● Aim of the exercise
What lines in the listing include "building"? Return a copy of each.

************

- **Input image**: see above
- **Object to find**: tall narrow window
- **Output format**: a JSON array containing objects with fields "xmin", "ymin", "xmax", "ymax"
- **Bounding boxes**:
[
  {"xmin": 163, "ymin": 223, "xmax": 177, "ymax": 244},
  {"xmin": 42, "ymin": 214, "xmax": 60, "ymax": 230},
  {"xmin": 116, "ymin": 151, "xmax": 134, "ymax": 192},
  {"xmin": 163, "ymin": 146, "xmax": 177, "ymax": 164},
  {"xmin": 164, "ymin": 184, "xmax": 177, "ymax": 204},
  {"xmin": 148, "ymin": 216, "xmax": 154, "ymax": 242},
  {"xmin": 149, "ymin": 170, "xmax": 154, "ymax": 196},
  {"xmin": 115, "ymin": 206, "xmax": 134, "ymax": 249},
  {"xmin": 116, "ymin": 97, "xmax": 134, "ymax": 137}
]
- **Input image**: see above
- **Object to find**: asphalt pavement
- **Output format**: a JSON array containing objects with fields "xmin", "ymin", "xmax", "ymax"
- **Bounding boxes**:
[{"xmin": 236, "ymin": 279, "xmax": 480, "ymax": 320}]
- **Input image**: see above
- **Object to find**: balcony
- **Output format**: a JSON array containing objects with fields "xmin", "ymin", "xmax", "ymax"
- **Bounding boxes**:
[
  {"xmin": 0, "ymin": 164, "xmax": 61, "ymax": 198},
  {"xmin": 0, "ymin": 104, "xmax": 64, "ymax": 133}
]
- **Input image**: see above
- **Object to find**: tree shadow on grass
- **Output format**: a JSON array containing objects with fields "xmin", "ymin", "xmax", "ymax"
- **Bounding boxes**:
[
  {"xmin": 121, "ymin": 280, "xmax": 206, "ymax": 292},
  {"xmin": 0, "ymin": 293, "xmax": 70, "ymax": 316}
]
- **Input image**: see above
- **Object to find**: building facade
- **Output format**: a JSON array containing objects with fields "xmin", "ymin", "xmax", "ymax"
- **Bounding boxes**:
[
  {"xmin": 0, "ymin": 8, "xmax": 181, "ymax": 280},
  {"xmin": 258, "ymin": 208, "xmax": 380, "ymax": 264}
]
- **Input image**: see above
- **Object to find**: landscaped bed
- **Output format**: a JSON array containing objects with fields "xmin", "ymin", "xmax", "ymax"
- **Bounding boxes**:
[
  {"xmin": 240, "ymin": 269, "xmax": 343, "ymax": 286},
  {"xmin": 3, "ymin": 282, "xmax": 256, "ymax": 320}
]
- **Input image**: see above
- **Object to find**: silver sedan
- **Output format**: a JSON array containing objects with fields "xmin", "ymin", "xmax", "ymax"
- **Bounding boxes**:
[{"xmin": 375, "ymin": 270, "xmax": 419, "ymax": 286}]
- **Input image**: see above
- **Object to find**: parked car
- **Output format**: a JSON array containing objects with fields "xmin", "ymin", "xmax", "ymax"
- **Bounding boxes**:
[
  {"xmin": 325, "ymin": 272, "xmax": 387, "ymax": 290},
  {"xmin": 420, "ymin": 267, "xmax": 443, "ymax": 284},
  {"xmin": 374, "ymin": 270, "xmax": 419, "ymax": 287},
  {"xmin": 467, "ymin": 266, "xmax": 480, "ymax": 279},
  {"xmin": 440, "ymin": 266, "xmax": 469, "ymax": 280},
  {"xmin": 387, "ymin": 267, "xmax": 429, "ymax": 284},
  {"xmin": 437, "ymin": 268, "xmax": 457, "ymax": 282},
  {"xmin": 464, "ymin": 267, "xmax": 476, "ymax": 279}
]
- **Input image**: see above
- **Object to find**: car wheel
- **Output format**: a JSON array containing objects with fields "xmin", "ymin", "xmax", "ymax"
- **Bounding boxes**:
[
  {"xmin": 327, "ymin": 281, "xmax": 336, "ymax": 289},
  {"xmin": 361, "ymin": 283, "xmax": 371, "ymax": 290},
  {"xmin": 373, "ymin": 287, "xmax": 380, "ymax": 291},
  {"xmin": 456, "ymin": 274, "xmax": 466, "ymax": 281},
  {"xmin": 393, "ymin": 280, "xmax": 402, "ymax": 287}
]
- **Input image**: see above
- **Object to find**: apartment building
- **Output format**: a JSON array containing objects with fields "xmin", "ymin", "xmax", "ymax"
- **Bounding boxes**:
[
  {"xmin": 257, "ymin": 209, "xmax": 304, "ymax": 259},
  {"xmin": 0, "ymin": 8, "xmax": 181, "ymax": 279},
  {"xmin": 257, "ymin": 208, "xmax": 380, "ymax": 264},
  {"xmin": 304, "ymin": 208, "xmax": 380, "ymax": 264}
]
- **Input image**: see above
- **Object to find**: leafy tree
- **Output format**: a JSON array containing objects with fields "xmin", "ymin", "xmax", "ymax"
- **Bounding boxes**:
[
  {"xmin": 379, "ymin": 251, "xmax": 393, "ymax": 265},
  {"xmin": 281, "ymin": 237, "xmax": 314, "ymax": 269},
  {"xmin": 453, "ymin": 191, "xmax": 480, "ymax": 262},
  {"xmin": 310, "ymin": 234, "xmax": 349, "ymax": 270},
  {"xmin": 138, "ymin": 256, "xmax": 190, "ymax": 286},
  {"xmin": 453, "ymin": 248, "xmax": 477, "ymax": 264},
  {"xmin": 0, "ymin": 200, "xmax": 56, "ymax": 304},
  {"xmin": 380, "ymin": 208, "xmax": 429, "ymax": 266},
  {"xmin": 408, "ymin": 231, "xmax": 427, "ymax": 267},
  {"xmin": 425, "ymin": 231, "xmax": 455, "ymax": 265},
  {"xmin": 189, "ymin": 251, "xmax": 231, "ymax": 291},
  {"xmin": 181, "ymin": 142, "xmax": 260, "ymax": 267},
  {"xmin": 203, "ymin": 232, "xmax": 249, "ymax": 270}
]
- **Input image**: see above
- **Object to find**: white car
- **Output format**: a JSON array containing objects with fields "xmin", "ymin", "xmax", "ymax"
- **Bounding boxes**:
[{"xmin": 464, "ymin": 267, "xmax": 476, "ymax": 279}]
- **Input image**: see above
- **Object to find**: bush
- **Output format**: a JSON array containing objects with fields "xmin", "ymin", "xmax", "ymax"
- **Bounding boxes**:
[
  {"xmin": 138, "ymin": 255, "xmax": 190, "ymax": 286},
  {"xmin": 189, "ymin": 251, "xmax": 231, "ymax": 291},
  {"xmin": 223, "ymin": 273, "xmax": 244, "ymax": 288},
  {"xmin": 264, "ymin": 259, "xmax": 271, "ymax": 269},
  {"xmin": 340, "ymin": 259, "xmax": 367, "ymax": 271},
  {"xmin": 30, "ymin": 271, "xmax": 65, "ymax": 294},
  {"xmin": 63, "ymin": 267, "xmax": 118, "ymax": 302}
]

************

● Output below
- **Object to find**: building facade
- **Object to find**: apartment building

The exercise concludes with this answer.